**READING TEXT:**
Document(s) 34 of 41

Rice–fish culture has been traditionally practiced in rural areas. Modern rice cultivation techniques such as intercropping, fertilizers, and chemical sprays often conflict with fish growth. In addition, other problems such as monoculture of fish, delays in putting fish into the pond, short growing periods, and lower output and economic profits have arrested the development of rice–fish farming. Recent reforms in the economic system have sparked new initiatives in agricultural production.

Renewed interest in rice–fish culture has prompted scientists to study different patterns of rice–fish culture (e.g., ditch-and-pit, wide ditches, and ditchponds). Research suggests that rice–fish culture in ditchponds can eliminate the conflicts between fish and rice and take full advantage of the symbiosis between rice and fish.

**EXERCISE DESCRIPTION:** Write out the portion of the passage on rice–fish culture that starts with "Rice–fish culture has been" and goes on through "in agricultural production.", word for word.

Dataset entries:
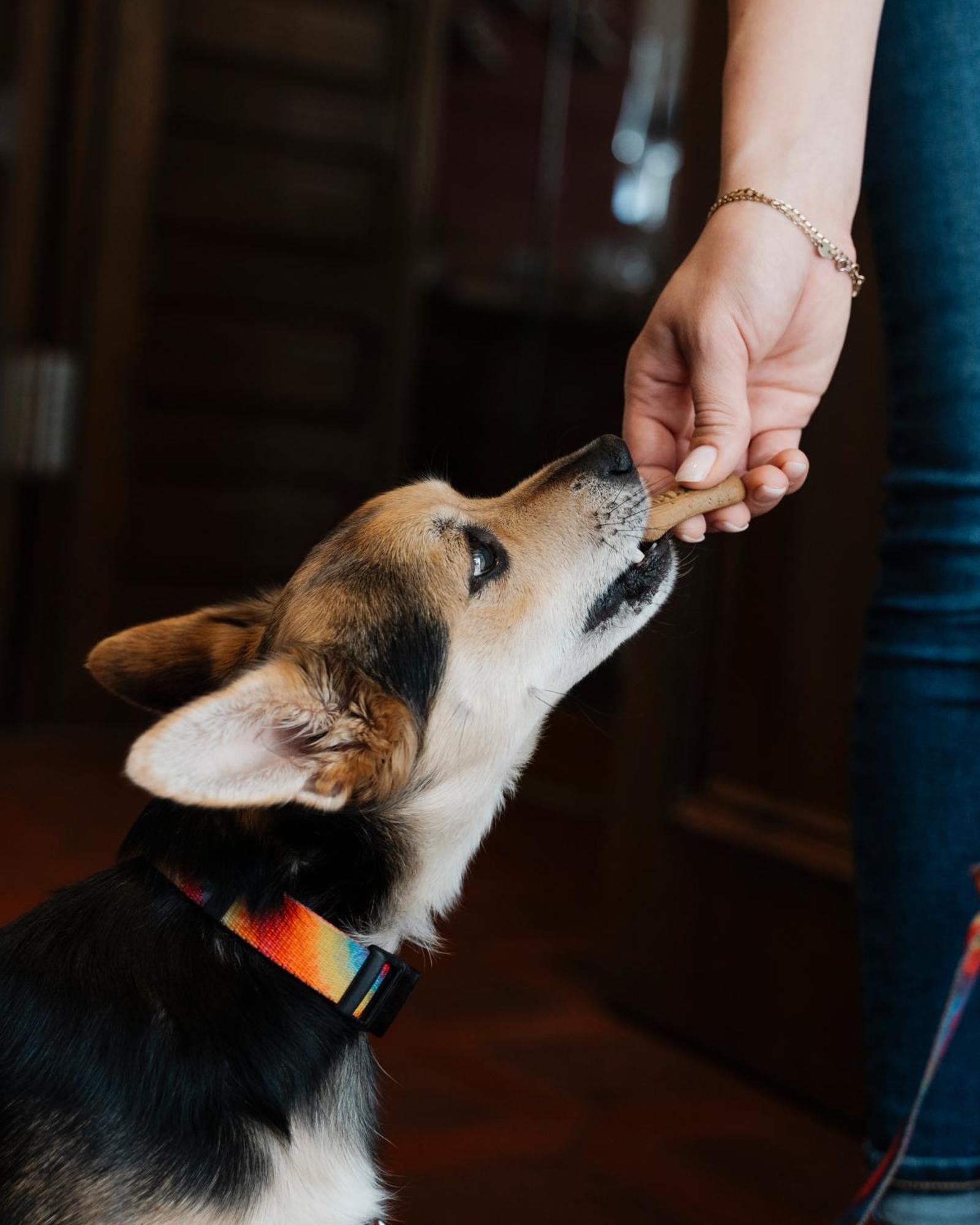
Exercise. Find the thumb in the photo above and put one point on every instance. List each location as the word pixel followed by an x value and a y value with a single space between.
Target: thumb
pixel 723 424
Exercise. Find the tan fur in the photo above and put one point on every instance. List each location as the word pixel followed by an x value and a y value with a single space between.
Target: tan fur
pixel 164 665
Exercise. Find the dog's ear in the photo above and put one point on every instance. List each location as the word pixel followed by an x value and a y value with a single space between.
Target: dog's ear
pixel 165 665
pixel 297 727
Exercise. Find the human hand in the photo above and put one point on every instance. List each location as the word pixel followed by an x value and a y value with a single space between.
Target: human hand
pixel 733 361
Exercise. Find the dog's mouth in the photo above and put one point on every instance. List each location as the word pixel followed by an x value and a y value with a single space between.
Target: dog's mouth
pixel 636 586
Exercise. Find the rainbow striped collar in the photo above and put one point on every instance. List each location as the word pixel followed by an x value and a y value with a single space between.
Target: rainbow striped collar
pixel 362 982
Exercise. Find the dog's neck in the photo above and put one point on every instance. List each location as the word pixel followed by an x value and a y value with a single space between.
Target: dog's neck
pixel 383 875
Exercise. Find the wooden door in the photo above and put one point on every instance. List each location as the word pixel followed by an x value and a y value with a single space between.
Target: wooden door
pixel 238 284
pixel 731 873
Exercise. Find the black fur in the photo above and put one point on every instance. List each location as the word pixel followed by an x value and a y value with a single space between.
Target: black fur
pixel 145 1047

**WORKED ANSWER:**
Rice–fish culture has been traditionally practiced in rural areas. Modern rice cultivation techniques such as intercropping, fertilizers, and chemical sprays often conflict with fish growth. In addition, other problems such as monoculture of fish, delays in putting fish into the pond, short growing periods, and lower output and economic profits have arrested the development of rice–fish farming. Recent reforms in the economic system have sparked new initiatives in agricultural production.